**TEXTE FOURNI**:
- - - - -
In [None]:
import csv
import re
import pandas as pd
from collections import Counter
from sklearn.model_selection import train_test_split
from sklearn.ensemble import RandomForestClassifier
from sklearn.metrics import accuracy_score
import pickle

In [None]:
from google.colab import drive


# Monter Google Drive
drive.mount('/content/drive')

Drive already mounted at /content/drive; to attempt to forcibly remount, call drive.mount("/content/drive", force_remount=True).


In [None]:
file_train = '/content/drive/MyDrive/TRAIN.csv'

players, races, actions_list = [], [], []
with open(file_train, "r", encoding="utf-8") as f:
    reader = csv.reader(f)
    for row in reader:
        if len(row) < 2:
            continue
        players.append(row[0])
        races.append(row[1])
        actions_list.append(row[2:])

df = pd.DataFrame({"player": players, "race": races, "actions": actions_list})


In [None]:
def remove_time_markers(seq):
    return [x for x in seq if not re.match(r"^t\d+$", x)]

df["actions_clean"] = df["actions"].apply(remove_time_markers)

# -----------------------
# C) Construire un Counter d'actions (par replay)
- - - - -
**CONSIGNES**:
a) Dans le notebook Python, quel est le chemin complet du fichier d'entraînement ouvert avec open ?
b) Relève toutes les colonnes que le notebook Python donne au DataFrame df.
c) Poursuis le notebook Python après sa dernière ligne.
Les entrées qui suivent n'ont aucun lien avec le notebook Python.
- - - - -
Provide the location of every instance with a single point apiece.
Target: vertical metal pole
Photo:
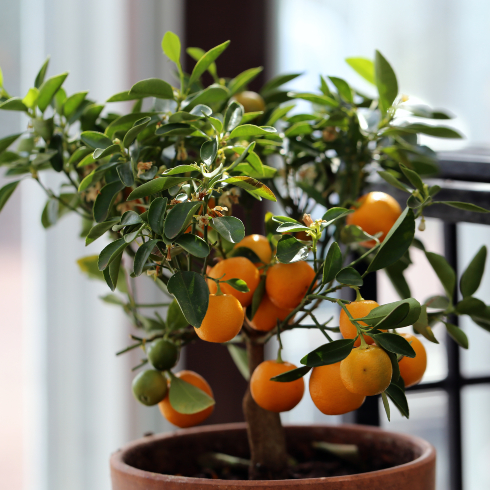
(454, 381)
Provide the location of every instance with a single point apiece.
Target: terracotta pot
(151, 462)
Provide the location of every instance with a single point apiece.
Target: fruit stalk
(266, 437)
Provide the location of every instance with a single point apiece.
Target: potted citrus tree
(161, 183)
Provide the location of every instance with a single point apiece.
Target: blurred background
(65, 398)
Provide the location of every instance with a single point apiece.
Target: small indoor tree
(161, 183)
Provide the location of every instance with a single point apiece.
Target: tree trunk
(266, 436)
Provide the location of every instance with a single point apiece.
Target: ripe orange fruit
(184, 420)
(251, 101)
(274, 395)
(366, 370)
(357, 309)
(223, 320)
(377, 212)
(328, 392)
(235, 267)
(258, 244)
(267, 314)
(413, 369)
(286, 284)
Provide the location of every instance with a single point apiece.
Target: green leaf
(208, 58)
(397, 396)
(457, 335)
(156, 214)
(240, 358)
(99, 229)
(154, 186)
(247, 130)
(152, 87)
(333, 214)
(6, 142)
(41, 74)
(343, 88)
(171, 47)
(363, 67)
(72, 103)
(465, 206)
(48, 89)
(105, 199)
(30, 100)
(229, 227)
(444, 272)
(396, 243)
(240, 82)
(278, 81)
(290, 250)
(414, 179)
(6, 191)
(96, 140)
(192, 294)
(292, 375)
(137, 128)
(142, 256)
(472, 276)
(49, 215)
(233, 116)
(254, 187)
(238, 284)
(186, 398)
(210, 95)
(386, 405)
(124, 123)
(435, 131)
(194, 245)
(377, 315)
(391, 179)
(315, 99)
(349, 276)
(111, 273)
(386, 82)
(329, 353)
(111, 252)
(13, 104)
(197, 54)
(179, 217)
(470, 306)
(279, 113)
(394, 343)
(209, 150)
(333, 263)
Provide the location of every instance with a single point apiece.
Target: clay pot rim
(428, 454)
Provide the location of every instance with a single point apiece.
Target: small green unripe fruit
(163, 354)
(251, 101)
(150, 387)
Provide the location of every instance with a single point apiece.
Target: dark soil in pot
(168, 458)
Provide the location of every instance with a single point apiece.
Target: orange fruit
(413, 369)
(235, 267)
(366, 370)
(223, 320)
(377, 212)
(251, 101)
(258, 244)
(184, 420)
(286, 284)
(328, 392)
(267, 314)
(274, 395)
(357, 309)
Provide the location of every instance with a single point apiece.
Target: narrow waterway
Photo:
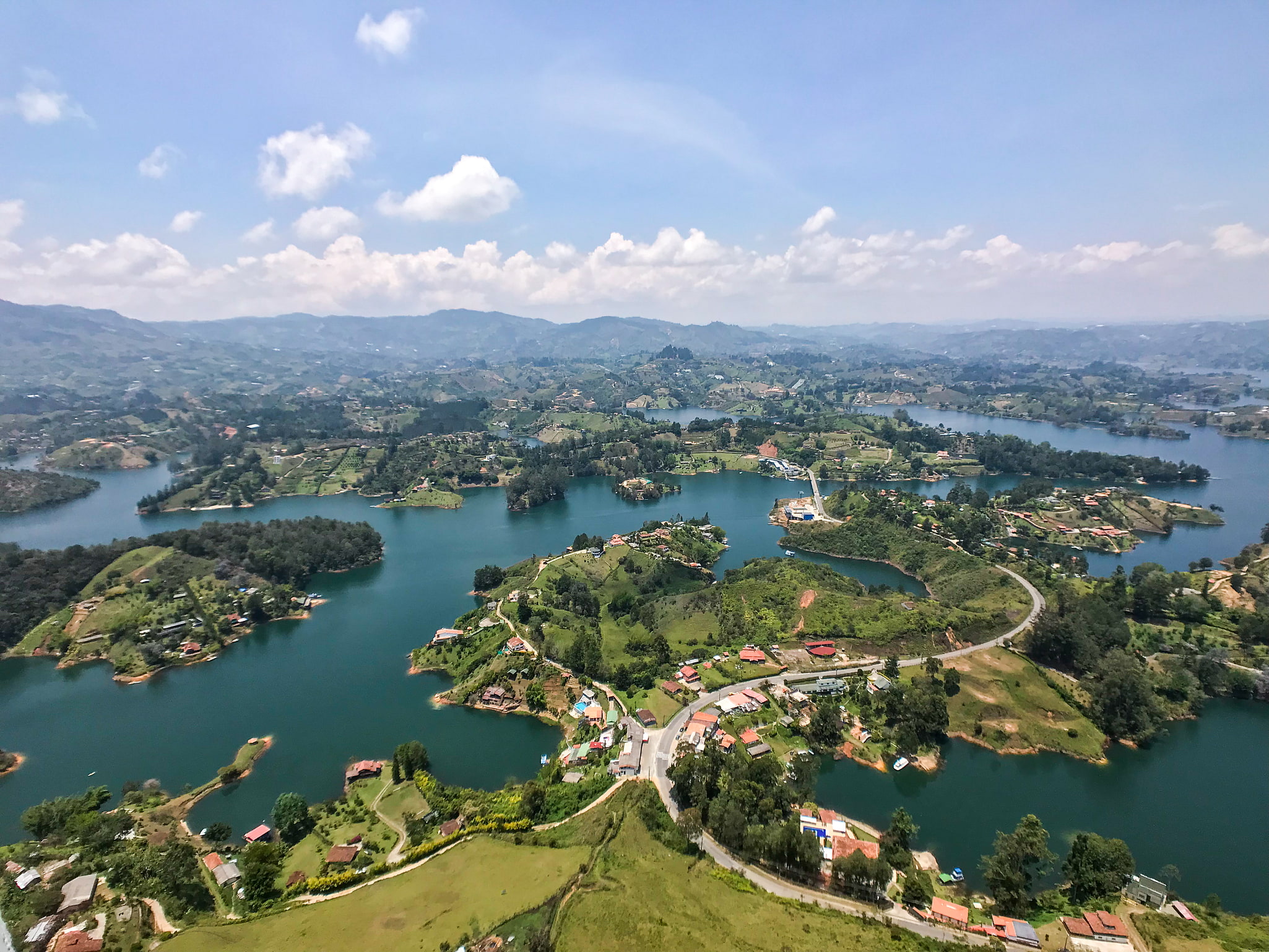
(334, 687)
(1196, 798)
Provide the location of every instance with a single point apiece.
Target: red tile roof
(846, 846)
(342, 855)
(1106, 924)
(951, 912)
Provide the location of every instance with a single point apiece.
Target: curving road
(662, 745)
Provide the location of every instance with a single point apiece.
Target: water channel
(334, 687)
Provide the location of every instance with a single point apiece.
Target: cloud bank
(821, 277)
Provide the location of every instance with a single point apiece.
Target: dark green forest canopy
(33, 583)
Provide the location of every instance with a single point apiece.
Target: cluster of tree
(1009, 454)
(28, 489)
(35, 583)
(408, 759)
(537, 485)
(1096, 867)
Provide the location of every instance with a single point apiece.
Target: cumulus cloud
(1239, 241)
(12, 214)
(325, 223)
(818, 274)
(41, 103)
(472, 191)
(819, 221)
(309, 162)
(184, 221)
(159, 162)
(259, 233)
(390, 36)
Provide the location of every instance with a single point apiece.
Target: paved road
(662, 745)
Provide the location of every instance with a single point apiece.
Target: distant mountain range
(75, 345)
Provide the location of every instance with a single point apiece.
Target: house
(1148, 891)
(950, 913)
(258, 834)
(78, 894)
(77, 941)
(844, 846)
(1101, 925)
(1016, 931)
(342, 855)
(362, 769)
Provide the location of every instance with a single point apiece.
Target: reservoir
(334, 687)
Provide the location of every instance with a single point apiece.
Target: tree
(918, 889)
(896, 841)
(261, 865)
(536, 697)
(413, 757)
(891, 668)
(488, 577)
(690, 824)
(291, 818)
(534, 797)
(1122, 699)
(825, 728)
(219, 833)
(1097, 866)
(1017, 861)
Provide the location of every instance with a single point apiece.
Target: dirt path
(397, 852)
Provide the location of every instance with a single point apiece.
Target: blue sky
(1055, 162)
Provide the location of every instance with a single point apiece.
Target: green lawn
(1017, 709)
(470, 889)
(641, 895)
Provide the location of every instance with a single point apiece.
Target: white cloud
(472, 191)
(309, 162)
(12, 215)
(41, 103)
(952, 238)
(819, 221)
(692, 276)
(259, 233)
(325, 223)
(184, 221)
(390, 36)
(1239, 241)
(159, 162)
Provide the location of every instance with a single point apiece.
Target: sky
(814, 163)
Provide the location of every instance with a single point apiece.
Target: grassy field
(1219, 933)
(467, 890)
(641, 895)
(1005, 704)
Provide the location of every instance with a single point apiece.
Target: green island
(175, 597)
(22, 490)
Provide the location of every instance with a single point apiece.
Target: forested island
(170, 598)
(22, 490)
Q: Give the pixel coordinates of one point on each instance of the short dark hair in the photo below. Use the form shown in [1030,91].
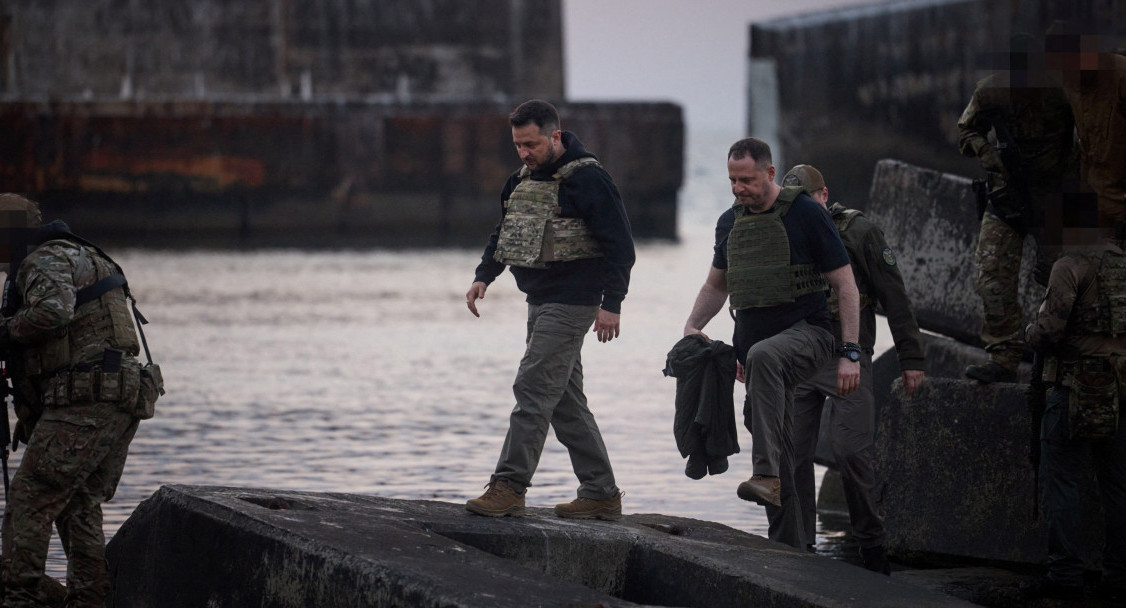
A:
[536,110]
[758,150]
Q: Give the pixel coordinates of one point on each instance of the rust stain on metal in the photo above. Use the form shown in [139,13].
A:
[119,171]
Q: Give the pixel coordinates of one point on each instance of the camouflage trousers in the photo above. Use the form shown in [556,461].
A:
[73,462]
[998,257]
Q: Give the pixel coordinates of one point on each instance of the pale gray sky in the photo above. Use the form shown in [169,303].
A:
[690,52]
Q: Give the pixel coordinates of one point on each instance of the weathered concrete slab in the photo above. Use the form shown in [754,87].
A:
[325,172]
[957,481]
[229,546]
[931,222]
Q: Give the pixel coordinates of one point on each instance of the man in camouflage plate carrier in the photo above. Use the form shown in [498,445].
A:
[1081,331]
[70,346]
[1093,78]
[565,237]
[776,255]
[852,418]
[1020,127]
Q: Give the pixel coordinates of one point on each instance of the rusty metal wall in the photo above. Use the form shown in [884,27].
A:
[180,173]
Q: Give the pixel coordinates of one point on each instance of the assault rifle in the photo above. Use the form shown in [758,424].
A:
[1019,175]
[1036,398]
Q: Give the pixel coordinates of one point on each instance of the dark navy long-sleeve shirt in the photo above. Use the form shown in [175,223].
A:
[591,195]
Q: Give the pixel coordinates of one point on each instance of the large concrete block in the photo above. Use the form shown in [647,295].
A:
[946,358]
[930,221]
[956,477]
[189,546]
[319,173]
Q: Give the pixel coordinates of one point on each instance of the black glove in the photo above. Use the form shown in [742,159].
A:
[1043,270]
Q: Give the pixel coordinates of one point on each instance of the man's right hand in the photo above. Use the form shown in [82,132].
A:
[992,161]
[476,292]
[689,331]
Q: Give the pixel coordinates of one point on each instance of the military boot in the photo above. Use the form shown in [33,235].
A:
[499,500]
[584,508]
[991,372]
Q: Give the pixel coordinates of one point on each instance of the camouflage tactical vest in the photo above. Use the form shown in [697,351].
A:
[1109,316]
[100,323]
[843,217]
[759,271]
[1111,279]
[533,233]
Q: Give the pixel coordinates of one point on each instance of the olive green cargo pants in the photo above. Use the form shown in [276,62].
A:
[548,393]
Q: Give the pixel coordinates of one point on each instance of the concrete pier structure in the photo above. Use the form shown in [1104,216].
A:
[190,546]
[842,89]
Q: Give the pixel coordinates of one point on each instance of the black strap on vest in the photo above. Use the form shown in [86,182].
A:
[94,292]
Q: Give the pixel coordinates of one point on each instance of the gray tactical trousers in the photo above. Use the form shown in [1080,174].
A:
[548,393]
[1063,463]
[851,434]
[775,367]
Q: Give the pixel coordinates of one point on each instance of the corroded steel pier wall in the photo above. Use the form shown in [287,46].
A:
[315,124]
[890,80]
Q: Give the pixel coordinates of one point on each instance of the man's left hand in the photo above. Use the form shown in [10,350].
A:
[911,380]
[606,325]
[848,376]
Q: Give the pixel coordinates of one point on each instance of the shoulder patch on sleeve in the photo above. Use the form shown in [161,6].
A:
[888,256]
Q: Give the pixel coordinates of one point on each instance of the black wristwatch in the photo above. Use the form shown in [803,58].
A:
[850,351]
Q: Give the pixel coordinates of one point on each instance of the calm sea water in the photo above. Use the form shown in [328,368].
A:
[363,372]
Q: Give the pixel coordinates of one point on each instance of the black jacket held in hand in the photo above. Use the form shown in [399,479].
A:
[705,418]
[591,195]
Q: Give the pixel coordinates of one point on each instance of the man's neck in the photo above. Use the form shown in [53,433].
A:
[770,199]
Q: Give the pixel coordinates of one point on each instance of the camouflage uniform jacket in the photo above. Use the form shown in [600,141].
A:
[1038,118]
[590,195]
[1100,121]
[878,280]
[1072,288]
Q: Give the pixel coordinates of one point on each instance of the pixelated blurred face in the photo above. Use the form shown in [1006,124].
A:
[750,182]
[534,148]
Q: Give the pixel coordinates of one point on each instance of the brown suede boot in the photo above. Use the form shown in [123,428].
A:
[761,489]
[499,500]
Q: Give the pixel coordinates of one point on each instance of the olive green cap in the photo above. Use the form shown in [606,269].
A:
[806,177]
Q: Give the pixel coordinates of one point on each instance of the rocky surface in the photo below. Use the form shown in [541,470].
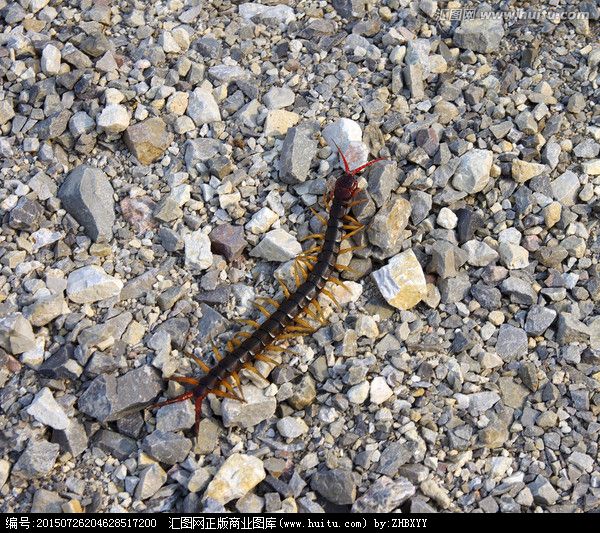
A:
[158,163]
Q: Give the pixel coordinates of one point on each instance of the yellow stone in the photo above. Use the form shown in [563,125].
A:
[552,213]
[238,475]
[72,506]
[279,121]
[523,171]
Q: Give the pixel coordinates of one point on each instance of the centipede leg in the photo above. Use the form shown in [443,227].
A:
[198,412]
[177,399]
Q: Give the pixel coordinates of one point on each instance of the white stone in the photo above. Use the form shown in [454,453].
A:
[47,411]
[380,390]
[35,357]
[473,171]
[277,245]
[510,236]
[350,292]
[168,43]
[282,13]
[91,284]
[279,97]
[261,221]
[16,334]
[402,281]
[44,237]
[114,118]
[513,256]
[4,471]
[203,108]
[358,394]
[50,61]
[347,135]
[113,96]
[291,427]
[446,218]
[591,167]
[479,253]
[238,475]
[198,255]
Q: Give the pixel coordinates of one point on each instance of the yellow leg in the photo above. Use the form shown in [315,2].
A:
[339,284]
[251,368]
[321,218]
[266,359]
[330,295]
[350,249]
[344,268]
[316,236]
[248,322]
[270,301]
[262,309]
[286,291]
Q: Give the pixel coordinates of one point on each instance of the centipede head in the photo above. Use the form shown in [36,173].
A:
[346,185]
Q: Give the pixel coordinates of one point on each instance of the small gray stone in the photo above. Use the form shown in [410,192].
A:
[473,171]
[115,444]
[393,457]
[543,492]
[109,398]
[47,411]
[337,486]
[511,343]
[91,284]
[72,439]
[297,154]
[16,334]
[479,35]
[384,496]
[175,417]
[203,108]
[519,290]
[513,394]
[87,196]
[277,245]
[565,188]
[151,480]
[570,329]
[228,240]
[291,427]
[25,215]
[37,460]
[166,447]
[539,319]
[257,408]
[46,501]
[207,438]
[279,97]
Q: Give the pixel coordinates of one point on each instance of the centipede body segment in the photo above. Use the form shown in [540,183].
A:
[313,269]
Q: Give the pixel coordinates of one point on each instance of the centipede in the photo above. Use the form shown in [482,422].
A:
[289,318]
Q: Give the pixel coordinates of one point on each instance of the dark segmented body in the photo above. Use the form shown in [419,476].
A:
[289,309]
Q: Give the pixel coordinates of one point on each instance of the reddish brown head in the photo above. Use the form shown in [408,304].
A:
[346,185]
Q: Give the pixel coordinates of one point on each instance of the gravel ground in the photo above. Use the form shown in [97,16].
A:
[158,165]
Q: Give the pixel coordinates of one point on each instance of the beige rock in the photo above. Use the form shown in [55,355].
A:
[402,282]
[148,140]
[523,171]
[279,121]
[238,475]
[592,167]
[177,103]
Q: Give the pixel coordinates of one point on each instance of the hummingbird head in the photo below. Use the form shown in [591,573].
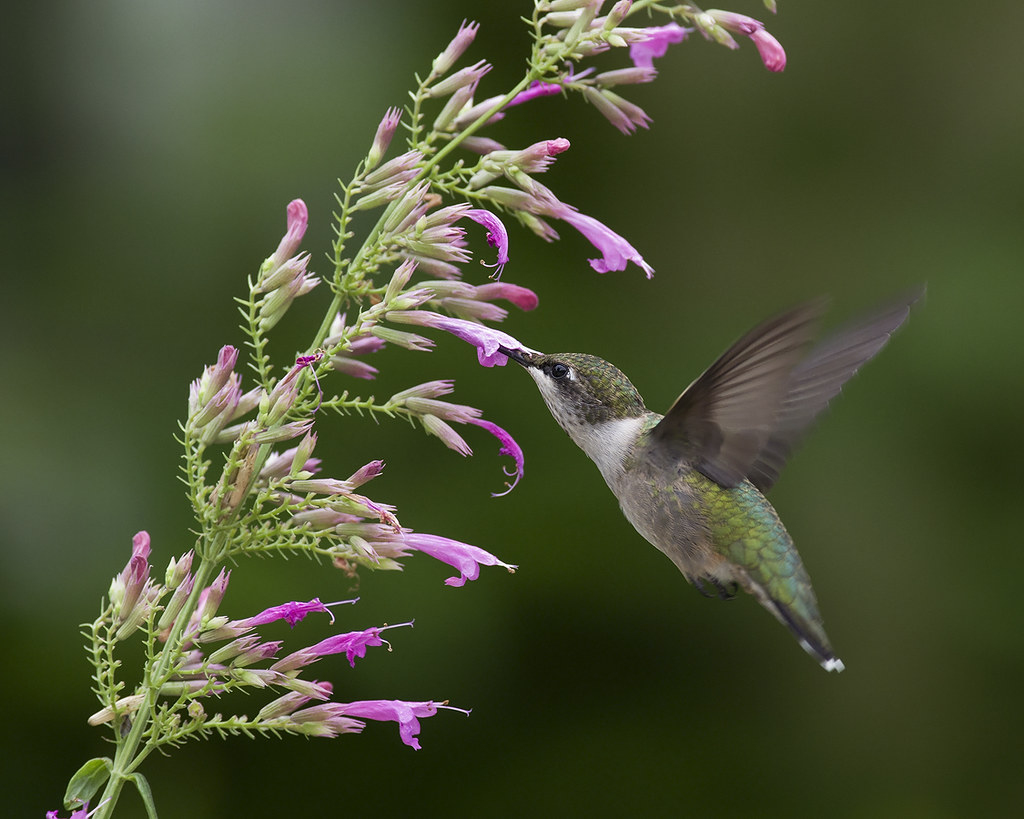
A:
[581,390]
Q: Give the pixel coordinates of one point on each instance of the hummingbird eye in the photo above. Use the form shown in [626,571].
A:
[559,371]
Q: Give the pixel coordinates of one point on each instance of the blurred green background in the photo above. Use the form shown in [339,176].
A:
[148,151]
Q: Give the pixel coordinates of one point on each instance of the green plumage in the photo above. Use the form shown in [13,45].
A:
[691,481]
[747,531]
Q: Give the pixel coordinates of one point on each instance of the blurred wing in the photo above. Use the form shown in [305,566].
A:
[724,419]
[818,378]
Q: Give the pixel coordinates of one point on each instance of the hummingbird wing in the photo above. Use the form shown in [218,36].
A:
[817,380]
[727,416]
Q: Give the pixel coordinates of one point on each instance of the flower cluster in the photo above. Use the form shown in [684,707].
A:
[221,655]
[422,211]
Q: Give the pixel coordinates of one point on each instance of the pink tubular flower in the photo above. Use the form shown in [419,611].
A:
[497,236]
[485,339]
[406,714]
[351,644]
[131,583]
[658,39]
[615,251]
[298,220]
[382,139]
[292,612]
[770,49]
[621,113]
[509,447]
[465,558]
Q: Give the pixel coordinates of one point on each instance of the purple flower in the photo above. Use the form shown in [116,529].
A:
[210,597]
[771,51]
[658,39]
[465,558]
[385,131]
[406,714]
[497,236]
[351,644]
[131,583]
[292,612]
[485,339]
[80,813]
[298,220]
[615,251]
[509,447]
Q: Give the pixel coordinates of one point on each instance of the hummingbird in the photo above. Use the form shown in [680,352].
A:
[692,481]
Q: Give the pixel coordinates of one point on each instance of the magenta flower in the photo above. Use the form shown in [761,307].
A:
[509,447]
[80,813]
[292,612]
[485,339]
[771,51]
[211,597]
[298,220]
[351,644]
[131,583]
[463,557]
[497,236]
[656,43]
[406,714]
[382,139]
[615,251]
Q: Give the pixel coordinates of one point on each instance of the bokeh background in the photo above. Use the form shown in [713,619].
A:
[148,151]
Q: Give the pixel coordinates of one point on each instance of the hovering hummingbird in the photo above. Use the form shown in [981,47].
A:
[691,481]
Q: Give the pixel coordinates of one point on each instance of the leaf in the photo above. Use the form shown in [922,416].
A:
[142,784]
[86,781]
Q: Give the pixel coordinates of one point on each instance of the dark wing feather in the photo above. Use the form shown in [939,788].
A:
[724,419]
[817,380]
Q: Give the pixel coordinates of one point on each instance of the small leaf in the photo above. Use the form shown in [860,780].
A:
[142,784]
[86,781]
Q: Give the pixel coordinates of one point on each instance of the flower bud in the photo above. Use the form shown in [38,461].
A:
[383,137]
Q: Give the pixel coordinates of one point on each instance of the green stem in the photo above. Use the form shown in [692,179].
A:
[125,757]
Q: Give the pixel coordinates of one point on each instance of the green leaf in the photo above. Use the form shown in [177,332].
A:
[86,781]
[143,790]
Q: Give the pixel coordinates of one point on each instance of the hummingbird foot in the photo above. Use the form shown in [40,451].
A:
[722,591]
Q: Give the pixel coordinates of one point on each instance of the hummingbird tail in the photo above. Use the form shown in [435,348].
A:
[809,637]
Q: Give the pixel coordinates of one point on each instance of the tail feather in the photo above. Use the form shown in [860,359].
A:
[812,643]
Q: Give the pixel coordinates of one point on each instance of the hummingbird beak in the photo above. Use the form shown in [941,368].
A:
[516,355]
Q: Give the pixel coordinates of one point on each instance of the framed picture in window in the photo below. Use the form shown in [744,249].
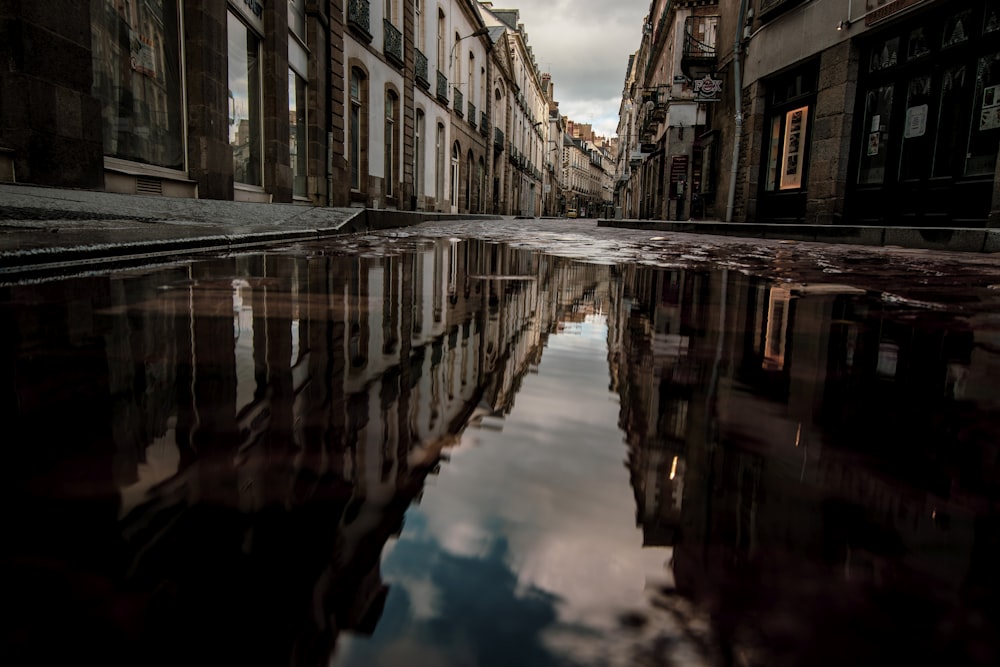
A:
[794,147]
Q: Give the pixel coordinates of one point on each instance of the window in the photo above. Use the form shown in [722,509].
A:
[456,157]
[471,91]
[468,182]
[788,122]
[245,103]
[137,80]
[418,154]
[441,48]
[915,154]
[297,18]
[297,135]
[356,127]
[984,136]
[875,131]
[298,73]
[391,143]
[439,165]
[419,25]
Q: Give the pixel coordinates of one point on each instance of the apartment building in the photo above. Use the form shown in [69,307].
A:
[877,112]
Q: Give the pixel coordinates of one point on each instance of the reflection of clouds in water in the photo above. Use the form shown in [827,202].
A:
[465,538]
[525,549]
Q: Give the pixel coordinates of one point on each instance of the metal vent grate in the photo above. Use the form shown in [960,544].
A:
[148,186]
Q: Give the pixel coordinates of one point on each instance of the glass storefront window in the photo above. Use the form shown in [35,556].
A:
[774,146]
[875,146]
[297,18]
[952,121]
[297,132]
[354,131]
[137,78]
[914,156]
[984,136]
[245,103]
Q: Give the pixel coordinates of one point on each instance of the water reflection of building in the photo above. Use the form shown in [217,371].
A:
- - - - -
**RÉPONSES DANS L'ORDRE**:
a) /content/drive/MyDrive/TRAIN.csv

b) player, race, actions, actions_clean

c)
# -----------------------
df["action_counter"] = df["actions_clean"].apply(Counter)


In [None]:
all_actions = Counter()
for c in df["action_counter"]:
    all_actions.update(c.keys())

MIN_REPLAYS = 5  # par exemple
action_presence_count = Counter()
for a in all_actions:
    presence = df["action_counter"].apply(lambda x: a in x).sum()
    action_presence_count[a] = presence

filtered_actions = [a for (a, cnt) in action_presence_count.items() if cnt >= MIN_REPLAYS]
print("Nombre total d'actions :", len(all_actions))
print("Nombre d'actions retenues :", len(filtered_actions))

Nombre total d'actions : 33
Nombre d'actions retenues : 33


In [None]:
def to_frequency_vector(counter_obj, actions_kept):
    total_count = sum(counter_obj.values())
    if total_count == 0:
        return [0]*len(actions_kept)
    else:
        return [counter_obj.get(a, 0)/total_count for a in actions_kept]

X_list = []
for c in df["action_counter"]:
    X_list.append(to_frequency_vector(c, filtered_actions))

X = pd.DataFrame(X_list, columns=filtered_actions)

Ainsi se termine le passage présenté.